_Written request_
Can you update the records, starting at the very beginning and going on through the line with "top-left (4, 21), bottom-right (17, 40)", so that "frame" becomes "image" and nothing else changes? Give back only those lines, without the pictures.

_Supplied material_
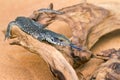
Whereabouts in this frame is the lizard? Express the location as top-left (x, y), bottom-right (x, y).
top-left (5, 16), bottom-right (82, 50)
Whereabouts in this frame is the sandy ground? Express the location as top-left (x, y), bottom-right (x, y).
top-left (0, 0), bottom-right (120, 80)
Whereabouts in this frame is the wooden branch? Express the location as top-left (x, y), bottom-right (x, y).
top-left (86, 15), bottom-right (120, 49)
top-left (6, 26), bottom-right (78, 80)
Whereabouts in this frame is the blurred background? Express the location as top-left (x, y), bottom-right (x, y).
top-left (0, 0), bottom-right (120, 80)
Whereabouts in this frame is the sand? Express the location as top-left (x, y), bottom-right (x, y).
top-left (0, 0), bottom-right (120, 80)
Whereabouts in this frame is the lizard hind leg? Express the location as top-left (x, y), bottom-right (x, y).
top-left (70, 44), bottom-right (82, 51)
top-left (4, 21), bottom-right (17, 40)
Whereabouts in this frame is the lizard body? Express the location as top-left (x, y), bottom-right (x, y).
top-left (5, 17), bottom-right (81, 50)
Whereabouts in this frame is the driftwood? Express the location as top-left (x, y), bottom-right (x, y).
top-left (5, 1), bottom-right (120, 80)
top-left (7, 26), bottom-right (79, 80)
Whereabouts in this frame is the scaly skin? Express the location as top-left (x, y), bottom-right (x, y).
top-left (5, 17), bottom-right (81, 50)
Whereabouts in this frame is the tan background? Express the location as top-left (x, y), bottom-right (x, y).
top-left (0, 0), bottom-right (120, 80)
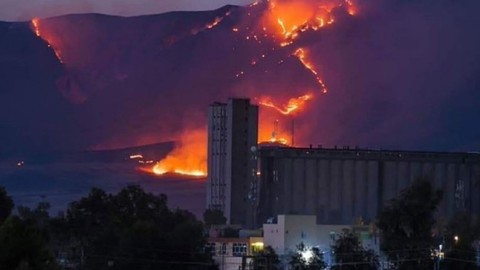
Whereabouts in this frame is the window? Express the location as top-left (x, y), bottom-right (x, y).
top-left (204, 243), bottom-right (215, 255)
top-left (233, 243), bottom-right (247, 257)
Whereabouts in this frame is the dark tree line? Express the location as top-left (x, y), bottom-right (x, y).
top-left (0, 186), bottom-right (217, 270)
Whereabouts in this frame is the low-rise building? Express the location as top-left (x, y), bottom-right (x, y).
top-left (263, 215), bottom-right (380, 265)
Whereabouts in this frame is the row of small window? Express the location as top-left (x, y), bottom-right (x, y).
top-left (205, 243), bottom-right (247, 257)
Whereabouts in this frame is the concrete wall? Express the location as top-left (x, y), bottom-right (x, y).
top-left (206, 99), bottom-right (258, 225)
top-left (258, 147), bottom-right (480, 224)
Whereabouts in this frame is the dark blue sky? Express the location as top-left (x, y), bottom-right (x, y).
top-left (0, 0), bottom-right (252, 21)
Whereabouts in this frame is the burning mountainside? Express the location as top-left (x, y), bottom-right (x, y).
top-left (32, 18), bottom-right (63, 64)
top-left (0, 0), bottom-right (480, 173)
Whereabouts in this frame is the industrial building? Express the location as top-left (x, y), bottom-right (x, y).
top-left (206, 99), bottom-right (480, 227)
top-left (206, 99), bottom-right (258, 224)
top-left (256, 146), bottom-right (480, 224)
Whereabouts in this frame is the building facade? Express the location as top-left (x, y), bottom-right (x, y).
top-left (263, 215), bottom-right (380, 266)
top-left (206, 99), bottom-right (258, 225)
top-left (256, 146), bottom-right (480, 224)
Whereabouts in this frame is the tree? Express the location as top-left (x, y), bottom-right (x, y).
top-left (440, 212), bottom-right (480, 270)
top-left (377, 179), bottom-right (442, 269)
top-left (203, 209), bottom-right (227, 227)
top-left (56, 186), bottom-right (215, 270)
top-left (332, 230), bottom-right (379, 270)
top-left (288, 242), bottom-right (327, 270)
top-left (253, 246), bottom-right (280, 270)
top-left (0, 216), bottom-right (57, 270)
top-left (0, 187), bottom-right (13, 225)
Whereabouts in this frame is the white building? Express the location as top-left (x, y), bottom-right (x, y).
top-left (263, 215), bottom-right (380, 264)
top-left (206, 99), bottom-right (258, 225)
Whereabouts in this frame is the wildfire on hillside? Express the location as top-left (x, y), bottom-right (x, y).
top-left (31, 18), bottom-right (63, 64)
top-left (258, 94), bottom-right (313, 115)
top-left (141, 128), bottom-right (207, 177)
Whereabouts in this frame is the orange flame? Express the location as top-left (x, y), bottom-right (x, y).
top-left (258, 93), bottom-right (313, 145)
top-left (151, 129), bottom-right (207, 177)
top-left (258, 94), bottom-right (313, 115)
top-left (265, 0), bottom-right (357, 46)
top-left (293, 48), bottom-right (328, 93)
top-left (32, 18), bottom-right (63, 64)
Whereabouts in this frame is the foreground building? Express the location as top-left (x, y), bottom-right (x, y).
top-left (256, 146), bottom-right (480, 224)
top-left (206, 99), bottom-right (258, 225)
top-left (206, 99), bottom-right (480, 228)
top-left (263, 215), bottom-right (380, 266)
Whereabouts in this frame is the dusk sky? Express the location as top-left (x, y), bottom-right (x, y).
top-left (0, 0), bottom-right (252, 21)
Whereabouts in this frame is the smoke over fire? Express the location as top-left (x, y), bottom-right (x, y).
top-left (32, 18), bottom-right (63, 64)
top-left (120, 1), bottom-right (353, 176)
top-left (12, 0), bottom-right (480, 176)
top-left (152, 129), bottom-right (207, 177)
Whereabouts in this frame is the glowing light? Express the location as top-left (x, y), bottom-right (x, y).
top-left (264, 0), bottom-right (357, 46)
top-left (32, 18), bottom-right (42, 37)
top-left (206, 17), bottom-right (223, 29)
top-left (293, 48), bottom-right (328, 93)
top-left (31, 18), bottom-right (63, 64)
top-left (252, 242), bottom-right (264, 248)
top-left (150, 129), bottom-right (207, 177)
top-left (300, 248), bottom-right (314, 264)
top-left (258, 94), bottom-right (313, 115)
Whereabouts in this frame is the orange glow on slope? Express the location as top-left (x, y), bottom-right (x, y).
top-left (258, 94), bottom-right (313, 115)
top-left (265, 0), bottom-right (357, 46)
top-left (293, 48), bottom-right (328, 93)
top-left (32, 18), bottom-right (42, 37)
top-left (32, 18), bottom-right (63, 64)
top-left (191, 11), bottom-right (232, 35)
top-left (258, 93), bottom-right (313, 145)
top-left (151, 129), bottom-right (207, 177)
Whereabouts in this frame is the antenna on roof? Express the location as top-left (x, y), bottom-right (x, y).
top-left (292, 117), bottom-right (295, 146)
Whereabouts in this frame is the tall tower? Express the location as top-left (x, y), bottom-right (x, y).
top-left (207, 98), bottom-right (258, 226)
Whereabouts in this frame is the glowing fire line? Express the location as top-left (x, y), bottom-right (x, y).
top-left (32, 18), bottom-right (64, 64)
top-left (293, 48), bottom-right (328, 93)
top-left (258, 94), bottom-right (313, 115)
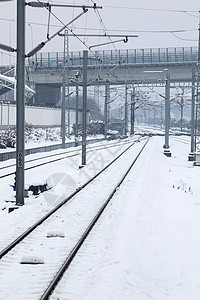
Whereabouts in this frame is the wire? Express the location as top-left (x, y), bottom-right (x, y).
top-left (88, 0), bottom-right (117, 51)
top-left (100, 5), bottom-right (199, 13)
top-left (171, 31), bottom-right (197, 42)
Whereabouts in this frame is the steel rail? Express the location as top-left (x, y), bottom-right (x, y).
top-left (0, 137), bottom-right (147, 259)
top-left (0, 138), bottom-right (138, 179)
top-left (40, 139), bottom-right (149, 300)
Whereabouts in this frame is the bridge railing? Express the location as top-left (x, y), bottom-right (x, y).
top-left (28, 47), bottom-right (198, 68)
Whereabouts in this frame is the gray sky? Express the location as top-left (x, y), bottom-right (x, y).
top-left (0, 0), bottom-right (200, 63)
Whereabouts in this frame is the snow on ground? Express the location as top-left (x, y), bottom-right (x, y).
top-left (0, 137), bottom-right (200, 300)
top-left (51, 137), bottom-right (200, 300)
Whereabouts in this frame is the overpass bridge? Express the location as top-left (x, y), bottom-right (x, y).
top-left (3, 47), bottom-right (198, 104)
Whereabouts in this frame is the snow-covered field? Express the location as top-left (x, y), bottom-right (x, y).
top-left (0, 137), bottom-right (200, 300)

_Response to the exercise_
Whereabouts in this image is the lizard? Express the location as top-left (x, y), bottom-right (x, y).
top-left (5, 16), bottom-right (82, 50)
Whereabouts in this image is the sandy ground? Express the location as top-left (x, y), bottom-right (x, y).
top-left (0, 0), bottom-right (120, 80)
Whereabouts in this image is the wooden branch? Express the location as top-left (x, y), bottom-right (x, y).
top-left (86, 15), bottom-right (120, 49)
top-left (6, 26), bottom-right (78, 80)
Whereabouts in this image is the blurred background? Express the location as top-left (x, y), bottom-right (x, y).
top-left (0, 0), bottom-right (120, 80)
Whereabouts in this image is the sand? Express the location as top-left (x, y), bottom-right (x, y).
top-left (0, 0), bottom-right (120, 80)
Whereabouts in this image is the lizard hind leg? Express the location as top-left (x, y), bottom-right (x, y).
top-left (70, 44), bottom-right (82, 51)
top-left (4, 21), bottom-right (17, 40)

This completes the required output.